# [ЗАДАНИЕ 1]
По тексту о Пинчоне ответьте на вопросы:
(a) Какой ранний рассказ Пинчона назван программным и в каком году он вышел?
(b) От кого к кому, по словам текста, идет скатывание в романе «V.»?
(c) Из кого состоит контркультура в романе «Выкрикивается лот 49»?
# [ЗАДАНИЕ 2]
Перепишите слово в слово строки с данными: от той, в которой есть «For practice, label the conical», до самой последней строки, обе включительно.

# [ТЕКСТ ДЛЯ ЧТЕНИЯ]
------------------------

Ранние критические отзывы на творчество Пинчона пытались справиться с этими трудностями путем прояснения — как для себя, так и для всего критического сообщества — некоторых центральных понятий, которые Пинчон использует для организации своих текстов. Это было нелегко, так как многие из них были взяты из естественных наук, и мало кому из критиков удавалось преодолеть разрыв между «двумя культурами» с такими же легкостью и изяществом, с которыми это делал Пинчон. Фактически некоторые из ранних критических статей функционировали в качестве читательских путеводителей, которыми теперь стали электронные форумы4. Растущая «пиндустрия» разработала центростремительные концептуальные фигуры, которые функционировали как герменевтические руководства и обещали каким-то образом объять уникальное пинчоновское письмо. В частности, отсылки Пинчона к энтропии, теории информации и паранойе — которые уже играли центральную роль в его раннем рассказе с программным названием «Энтропия» (1960) — стали предметом критического исследования.
На этом этапе Пинчона читали как пророка обреченности и недопонимания, который свел вместе идеи из науки, техники, политики, истории, философии и искусства, чтобы очертить постепенный упадок Западной цивилизации. Его сложные дискурсивные сборки [assemblages] клонились в сторону безжизненного. Они сползали к вселенскому беспорядку, к тепловой смерти, шуму и, в конечном итоге, к чистой статике. Роман «V.» представлял панораму нарастающего культурного отчаяния, тоски и скатывания от индивидуальной культуры к массовой: от «государя» к «бюрократу». В романе «Выкрикивается лот 49» как для Эдипы Маас, так и для читателя обнаруживала себя контркультура, действующая в зазорах официальной власти и информационных каналов, — контркультура, состоящая из олдов и неудачников, то есть из [представителей] той группы, к которой Пинчон питает наибольшую симпатию на протяжении всего своего творческого пути. Историческим диагнозом романа выступал массовый, «точно рассчитанный уход от жизни Республики» — то есть шаг, который, может статься, повторяет и личное затворничество самого Пинчона5. Помимо исторического и политического, критики отмечали интерес Пинчона к трагической логике по видимости неизменного человеческого состояния: к универсальному садомазохизму господина и раба, или, если выразиться менее философски, «ебущих и ебомых»6. Несмотря на их разнообразие, большинство критиков пытались найти смысл в этих романах, организуя их сложности и хитросплетения в осмысленные паттерны.

------------------------

# [ДАННЫЕ ДЛЯ ЗАДАНИЯ]
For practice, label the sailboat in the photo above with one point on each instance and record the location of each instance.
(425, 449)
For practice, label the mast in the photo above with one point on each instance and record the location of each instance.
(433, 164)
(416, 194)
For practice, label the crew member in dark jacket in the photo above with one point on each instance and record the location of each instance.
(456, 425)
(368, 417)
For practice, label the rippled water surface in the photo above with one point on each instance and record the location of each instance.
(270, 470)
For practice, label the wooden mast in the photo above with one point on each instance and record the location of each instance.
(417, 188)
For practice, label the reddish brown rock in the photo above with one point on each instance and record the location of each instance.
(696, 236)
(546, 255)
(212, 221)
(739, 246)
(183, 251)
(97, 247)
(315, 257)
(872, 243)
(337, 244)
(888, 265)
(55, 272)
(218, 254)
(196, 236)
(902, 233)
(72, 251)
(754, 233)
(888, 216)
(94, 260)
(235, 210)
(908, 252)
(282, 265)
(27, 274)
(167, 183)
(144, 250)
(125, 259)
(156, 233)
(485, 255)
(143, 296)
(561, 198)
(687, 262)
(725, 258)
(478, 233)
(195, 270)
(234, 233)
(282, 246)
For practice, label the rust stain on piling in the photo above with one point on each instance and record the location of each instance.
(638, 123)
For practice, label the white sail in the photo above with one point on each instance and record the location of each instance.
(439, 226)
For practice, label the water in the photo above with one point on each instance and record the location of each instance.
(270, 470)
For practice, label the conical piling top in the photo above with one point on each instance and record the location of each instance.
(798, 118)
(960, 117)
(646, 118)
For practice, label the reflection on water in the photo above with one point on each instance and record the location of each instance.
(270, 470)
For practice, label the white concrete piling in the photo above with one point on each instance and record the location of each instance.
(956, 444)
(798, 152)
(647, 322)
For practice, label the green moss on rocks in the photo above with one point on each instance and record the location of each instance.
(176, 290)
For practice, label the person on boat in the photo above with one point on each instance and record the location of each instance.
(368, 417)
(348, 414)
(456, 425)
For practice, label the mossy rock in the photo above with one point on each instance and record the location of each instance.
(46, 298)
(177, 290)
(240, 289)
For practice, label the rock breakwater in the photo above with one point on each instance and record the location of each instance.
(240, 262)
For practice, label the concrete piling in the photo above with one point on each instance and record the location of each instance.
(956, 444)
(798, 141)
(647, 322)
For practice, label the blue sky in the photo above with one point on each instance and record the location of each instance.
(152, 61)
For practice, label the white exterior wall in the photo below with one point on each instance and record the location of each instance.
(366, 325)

------------------------

# [ОТВЕТ 1]
(a) Рассказ «Энтропия», 1960 год.
(b) От «государя» к «бюрократу».
(c) Из олдов и неудачников.

# [ОТВЕТ 2]
For practice, label the conical piling top in the photo above with one point on each instance and record the location of each instance.
(798, 118)
(960, 117)
(646, 118)
For practice, label the reflection on water in the photo above with one point on each instance and record the location of each instance.
(270, 470)
For practice, label the white concrete piling in the photo above with one point on each instance and record the location of each instance.
(956, 444)
(798, 152)
(647, 322)
For practice, label the green moss on rocks in the photo above with one point on each instance and record the location of each instance.
(176, 290)
For practice, label the person on boat in the photo above with one point on each instance and record the location of each instance.
(368, 417)
(348, 414)
(456, 425)
For practice, label the mossy rock in the photo above with one point on each instance and record the location of each instance.
(46, 298)
(177, 290)
(240, 289)
For practice, label the rock breakwater in the photo above with one point on each instance and record the location of each instance.
(240, 262)
For practice, label the concrete piling in the photo above with one point on each instance and record the location of each instance.
(956, 444)
(798, 141)
(647, 322)
For practice, label the blue sky in the photo above with one point on each instance and record the location of each instance.
(152, 61)
For practice, label the white exterior wall in the photo below with one point on each instance and record the location of each instance.
(366, 325)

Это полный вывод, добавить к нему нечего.